Present the records as a Markdown table with the columns Row and Line, giving each line its own numbered row and leaving out blank lines. Start at the line that contains "of the wooden" and stop after the line that contains "253, 407, 318, 442".
# start of Dataset extract
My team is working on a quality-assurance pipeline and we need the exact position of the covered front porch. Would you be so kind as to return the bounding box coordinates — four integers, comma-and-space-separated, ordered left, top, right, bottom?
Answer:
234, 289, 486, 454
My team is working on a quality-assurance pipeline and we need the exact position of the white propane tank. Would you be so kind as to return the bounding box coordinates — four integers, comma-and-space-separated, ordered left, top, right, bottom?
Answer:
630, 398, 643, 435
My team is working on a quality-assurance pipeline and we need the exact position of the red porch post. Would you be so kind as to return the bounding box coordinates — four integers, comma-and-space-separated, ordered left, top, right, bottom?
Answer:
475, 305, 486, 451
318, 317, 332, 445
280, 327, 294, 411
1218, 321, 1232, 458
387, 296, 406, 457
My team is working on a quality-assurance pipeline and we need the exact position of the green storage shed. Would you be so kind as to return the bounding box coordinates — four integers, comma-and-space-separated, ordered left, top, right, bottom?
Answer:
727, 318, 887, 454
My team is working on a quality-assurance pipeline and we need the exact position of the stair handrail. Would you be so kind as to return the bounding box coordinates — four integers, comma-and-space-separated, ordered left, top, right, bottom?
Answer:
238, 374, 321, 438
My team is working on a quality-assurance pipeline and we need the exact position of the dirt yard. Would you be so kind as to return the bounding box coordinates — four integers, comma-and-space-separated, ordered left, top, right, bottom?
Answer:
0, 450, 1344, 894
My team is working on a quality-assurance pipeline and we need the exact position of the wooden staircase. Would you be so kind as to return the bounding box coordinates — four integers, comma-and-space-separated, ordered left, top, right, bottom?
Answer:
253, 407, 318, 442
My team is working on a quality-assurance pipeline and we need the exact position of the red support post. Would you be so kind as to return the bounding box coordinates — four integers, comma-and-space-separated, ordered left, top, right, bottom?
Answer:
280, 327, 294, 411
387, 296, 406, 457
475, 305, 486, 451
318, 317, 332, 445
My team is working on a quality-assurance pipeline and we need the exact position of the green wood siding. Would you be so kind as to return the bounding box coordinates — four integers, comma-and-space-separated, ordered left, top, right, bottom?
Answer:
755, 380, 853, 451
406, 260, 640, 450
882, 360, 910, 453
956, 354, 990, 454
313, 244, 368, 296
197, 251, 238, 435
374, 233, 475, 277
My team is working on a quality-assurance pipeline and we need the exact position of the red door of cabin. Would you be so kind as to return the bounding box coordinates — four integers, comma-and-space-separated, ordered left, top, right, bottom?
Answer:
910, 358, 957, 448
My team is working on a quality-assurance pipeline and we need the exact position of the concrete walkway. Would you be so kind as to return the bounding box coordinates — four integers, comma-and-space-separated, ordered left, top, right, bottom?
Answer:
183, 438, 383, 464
# end of Dataset extract
### [Exercise response]
| Row | Line |
|---|---|
| 1 | My team is working on a quality-assurance pipeline and we need the exact position of the wooden staircase. Would you be so kind as to return the bounding box coordinates — four integers, comma-and-space-separated, ordered left, top, right, bottom? |
| 2 | Answer: |
| 3 | 253, 407, 318, 442 |